_Work instruction_: Transcribe each entry exactly, without pictures.

_Dataset extract_:
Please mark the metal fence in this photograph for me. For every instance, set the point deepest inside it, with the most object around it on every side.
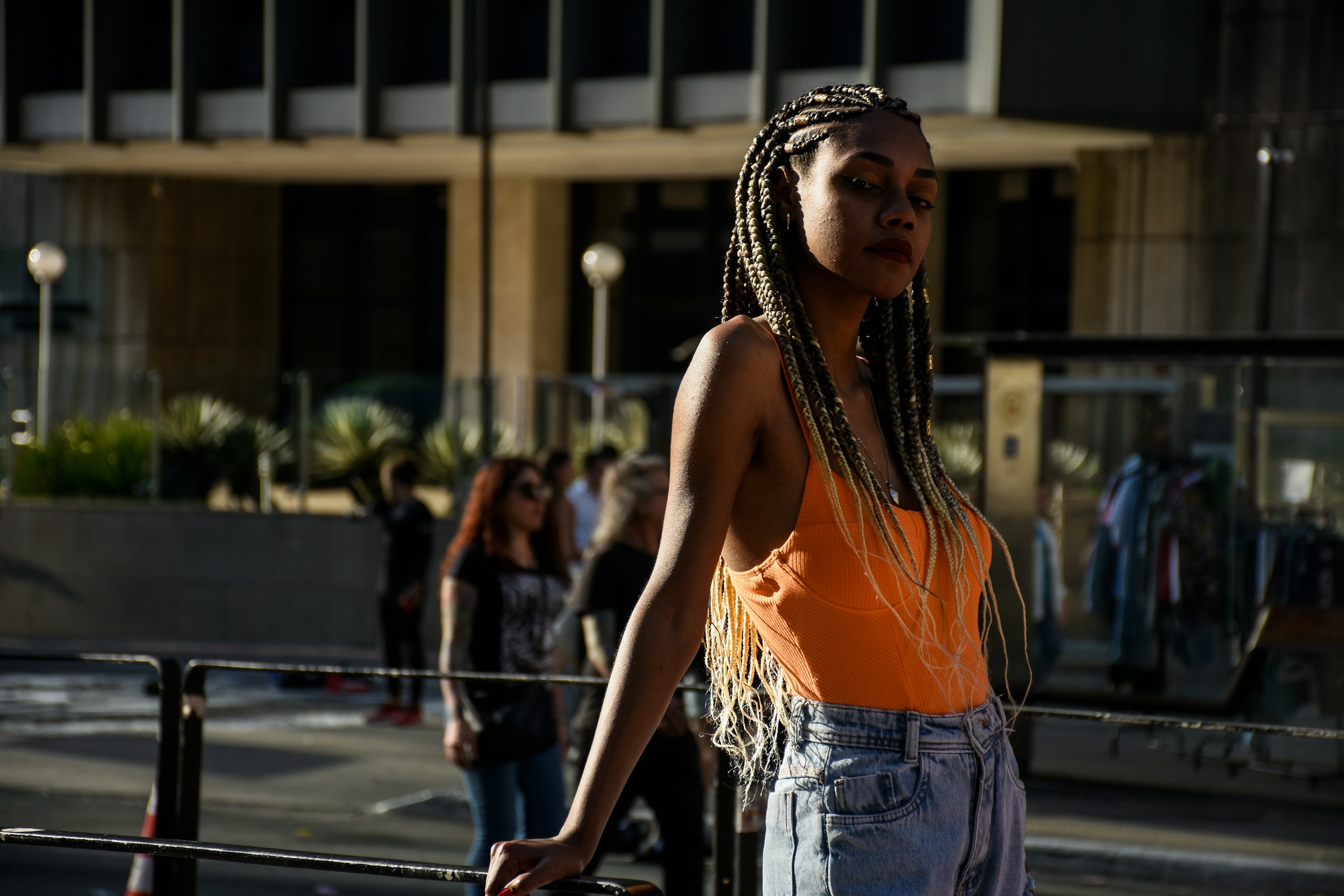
(193, 851)
(182, 713)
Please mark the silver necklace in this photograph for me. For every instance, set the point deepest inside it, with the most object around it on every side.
(886, 457)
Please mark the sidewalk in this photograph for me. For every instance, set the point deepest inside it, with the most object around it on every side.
(300, 770)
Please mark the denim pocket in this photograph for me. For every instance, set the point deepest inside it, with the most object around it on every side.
(1011, 763)
(879, 797)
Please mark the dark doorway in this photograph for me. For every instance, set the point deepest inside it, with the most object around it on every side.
(1010, 254)
(362, 287)
(674, 235)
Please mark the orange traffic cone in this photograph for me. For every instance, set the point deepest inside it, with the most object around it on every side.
(142, 881)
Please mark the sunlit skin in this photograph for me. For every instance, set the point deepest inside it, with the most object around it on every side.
(740, 460)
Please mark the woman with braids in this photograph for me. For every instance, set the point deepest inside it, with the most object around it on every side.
(815, 542)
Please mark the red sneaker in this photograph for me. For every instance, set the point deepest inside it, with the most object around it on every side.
(388, 712)
(409, 716)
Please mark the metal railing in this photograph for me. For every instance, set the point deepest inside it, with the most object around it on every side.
(193, 851)
(182, 712)
(169, 736)
(194, 715)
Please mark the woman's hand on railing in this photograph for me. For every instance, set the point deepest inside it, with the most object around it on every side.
(460, 743)
(521, 867)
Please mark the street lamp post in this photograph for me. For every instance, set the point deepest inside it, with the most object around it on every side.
(603, 264)
(46, 264)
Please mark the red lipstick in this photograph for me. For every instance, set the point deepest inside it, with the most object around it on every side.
(893, 249)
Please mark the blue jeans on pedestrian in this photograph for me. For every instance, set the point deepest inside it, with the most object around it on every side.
(505, 794)
(895, 804)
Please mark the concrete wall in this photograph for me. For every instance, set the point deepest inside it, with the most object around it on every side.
(1166, 235)
(172, 274)
(192, 582)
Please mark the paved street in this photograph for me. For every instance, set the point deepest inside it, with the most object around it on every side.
(297, 770)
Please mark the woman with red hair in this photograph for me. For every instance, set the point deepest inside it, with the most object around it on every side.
(505, 584)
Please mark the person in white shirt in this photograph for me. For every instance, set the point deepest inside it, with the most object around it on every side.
(586, 493)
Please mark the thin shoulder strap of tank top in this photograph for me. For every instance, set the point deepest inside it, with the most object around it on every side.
(788, 388)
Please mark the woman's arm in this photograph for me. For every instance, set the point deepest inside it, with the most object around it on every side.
(716, 428)
(599, 636)
(458, 606)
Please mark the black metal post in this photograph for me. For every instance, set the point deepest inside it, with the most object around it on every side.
(189, 786)
(749, 866)
(483, 110)
(725, 825)
(166, 783)
(1268, 160)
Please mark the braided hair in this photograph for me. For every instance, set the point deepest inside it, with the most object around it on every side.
(749, 693)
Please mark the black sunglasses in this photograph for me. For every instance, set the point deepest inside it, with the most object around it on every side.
(534, 491)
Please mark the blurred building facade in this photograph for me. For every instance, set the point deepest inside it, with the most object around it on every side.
(270, 186)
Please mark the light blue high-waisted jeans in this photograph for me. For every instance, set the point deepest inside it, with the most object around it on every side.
(895, 804)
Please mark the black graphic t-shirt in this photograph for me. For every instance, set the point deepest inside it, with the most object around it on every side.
(514, 625)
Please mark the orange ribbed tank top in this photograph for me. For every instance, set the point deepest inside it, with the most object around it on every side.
(831, 632)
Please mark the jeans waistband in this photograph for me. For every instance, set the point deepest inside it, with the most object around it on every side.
(897, 730)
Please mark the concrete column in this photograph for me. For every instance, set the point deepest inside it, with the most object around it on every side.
(1141, 249)
(1012, 473)
(530, 284)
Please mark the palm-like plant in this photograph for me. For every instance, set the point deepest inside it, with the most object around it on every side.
(959, 444)
(351, 438)
(195, 432)
(245, 445)
(198, 422)
(626, 428)
(1072, 464)
(441, 452)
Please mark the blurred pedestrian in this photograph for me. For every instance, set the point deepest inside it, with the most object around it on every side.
(586, 493)
(1047, 586)
(505, 585)
(557, 468)
(626, 544)
(408, 536)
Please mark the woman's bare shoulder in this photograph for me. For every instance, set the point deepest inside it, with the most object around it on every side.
(740, 348)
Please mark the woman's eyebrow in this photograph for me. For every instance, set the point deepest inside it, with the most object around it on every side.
(884, 160)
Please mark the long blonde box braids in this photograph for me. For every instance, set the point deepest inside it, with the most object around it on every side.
(749, 695)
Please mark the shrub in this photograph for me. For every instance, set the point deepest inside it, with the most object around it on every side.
(86, 459)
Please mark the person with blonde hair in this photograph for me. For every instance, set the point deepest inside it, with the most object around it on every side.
(818, 547)
(626, 543)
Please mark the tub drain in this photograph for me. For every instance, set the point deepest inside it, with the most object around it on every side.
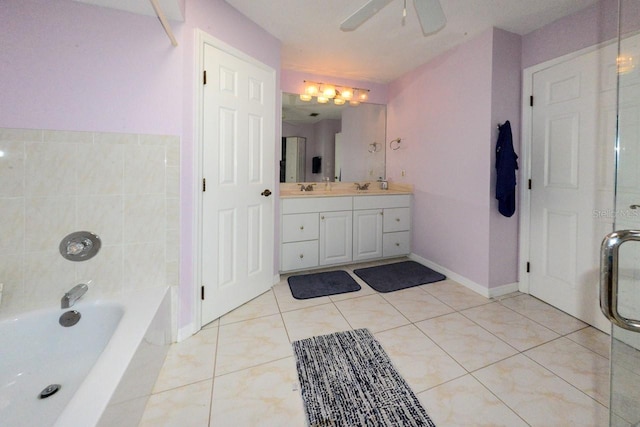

_Task solution_:
Please mark the metal fence in this photograph for me. For every instance, set the point deepest inside it, with the most object around it on every side.
(193, 851)
(182, 713)
Please mark the silver necklace in this photograph for me. For every instance, set the point deepest inside it, with the most object around it on every side.
(886, 457)
Please mark the sidewalk in this photograph for me. For every instance, set the point deepest inside it, with the most object around it on every side.
(300, 770)
Please mark the denim pocket in this photograph for me. For every instance, set the point deepest inside it, with the most object around it on every side.
(1011, 763)
(879, 797)
Please mark the dark doorway in this photograph for me. For every instance, set the point deepest inside it, with the most object around it on every side.
(1010, 254)
(362, 287)
(674, 235)
Please mark the orange traffic cone in this photograph for me. For every instance, set the point deepest inside it, with the most object around it on every side.
(142, 881)
Please mark the sunlit skin in this photograph for me. For every instance, set the point deepest inside it, with the most object around it on every side.
(740, 460)
Please mark the woman with braids in this photograph for me. For every instance, set the point deepest inside it, with the most object around it on every side.
(815, 542)
Please mark the red sneaker in this photograph for me. For every instance, set the point deepest inside it, with the most object around it on every side.
(388, 712)
(409, 716)
Please mark the metal railing in this photograph for me. For every instance, set the point deepest inside it, with the most object around it on every side.
(193, 851)
(182, 712)
(169, 736)
(194, 715)
Please mark the woman's hand on railing in this photograph for me. For every instance, set the point deepest inside it, with the most object around it on every side.
(460, 743)
(521, 867)
Please mark the street lamp post in this photograph for me. For every instance, set the point deepest inside it, with the most object around it on every side.
(603, 264)
(46, 264)
Please mark the red lipstick in this photograph for me. For every instance, set the point deepest inside it, with the most object around it on every side.
(893, 249)
Please mark the blue jeans on pedestrian in this photograph for me. For every instance, set the point deepest inside it, with the most object around it on every side.
(505, 794)
(895, 804)
Please mark the concrete wall in this photograph for me. For every instance, set the point deepest inside it, with the most object around it on every side.
(1166, 235)
(172, 274)
(192, 582)
Please mark the paved street in this photograph for me. For every instance, set the point deepest inside it, with the most object around it on every side.
(297, 770)
Please mark the woman with red hair in this photograph for me. For every instance, set the point deepest inside it, with the most object around it on every side.
(505, 584)
Please mark the person in white shirt in this photograph for me. For every instance, set the point deepest inside it, with the most object around it on every side.
(586, 493)
Please mark the thin shoulder strap of tank top in this photograph for me. For every instance, set the point deepest inside it, with the most object around it on every side.
(788, 388)
Please mark the woman's arm in this photograph for me. For every instance, set the point deepest inside it, with the most object around it on every side.
(716, 428)
(599, 636)
(458, 606)
Please mark the black metal post in this photograph for me. For every instance, set the point deepest inside it, with the most object around it on every side.
(189, 786)
(749, 866)
(483, 110)
(725, 825)
(166, 783)
(1268, 160)
Please mark the braided hair in this photograph for me. For every instance, set the point deepest inside it, with the most object around it on every side.
(749, 693)
Please mark the black sunglasses in this photograph for me. For every instance, set the point deepest inside it, with the most object around it on every side.
(534, 491)
Please mark the blurred building facade in this photograph for me. For every instance, set the point deepest inside it, with the most object around it on every side.
(270, 186)
Please mark the light blue high-waisted jeans in this photograph for me. For every instance, set the point deepest inside it, with the most object around it on every side.
(895, 804)
Please mark the black graphic t-shirt in this photograph for me. For every instance, set the point deepest inside it, with the most object around it on every side.
(514, 625)
Please mark the orange ribbed tank top in this photograph for me. For every instance, set the point deepest inside it, with the most object around it on every side.
(831, 632)
Please mark the jeans waistband in this photograph for me. For every instance, set the point deepest inside it, with the most object around it on every side.
(897, 730)
Please mark the concrete column in this photograph for me. For every instance, set the point deepest inside it, with the most object around it on every side.
(1141, 249)
(1012, 473)
(530, 284)
Please mark the palm-like plant in this photograph for me. For every instance, set the point deepest inside it, with the most object around it on every side.
(959, 444)
(351, 438)
(195, 432)
(245, 445)
(198, 422)
(626, 428)
(1072, 464)
(441, 452)
Please mark the blurred pedestrian in this photograph for me. For every instance, set the point deepest inside it, with the most object around it on every side.
(586, 493)
(1047, 586)
(505, 585)
(557, 468)
(626, 544)
(408, 536)
Please mark the woman's bare shoulder in this photograph for me. For every instance, set the point deepest inside it, with the most object around it on every side.
(740, 348)
Please mark the woman's eyebrow in this photograph for me. For every instance, set the point deepest inside it, with the most object around it on every side.
(884, 160)
Please mark the long blonde box braids in this photograph for me. For every instance, set the point deepest inside it, with the most object around it on every side.
(749, 695)
Please mark the shrub in this photograph for me. For every instance, set the point deepest inside it, with the most object around it on every side.
(86, 459)
Please mark the person with blonde hair in this photograph for me. For every instance, set the point deepest inside it, with the most object around it on every side.
(818, 547)
(626, 543)
Please mark the tub drain in this photograph for me. For every instance, set the point deepest inside it, with the most object around it on every side.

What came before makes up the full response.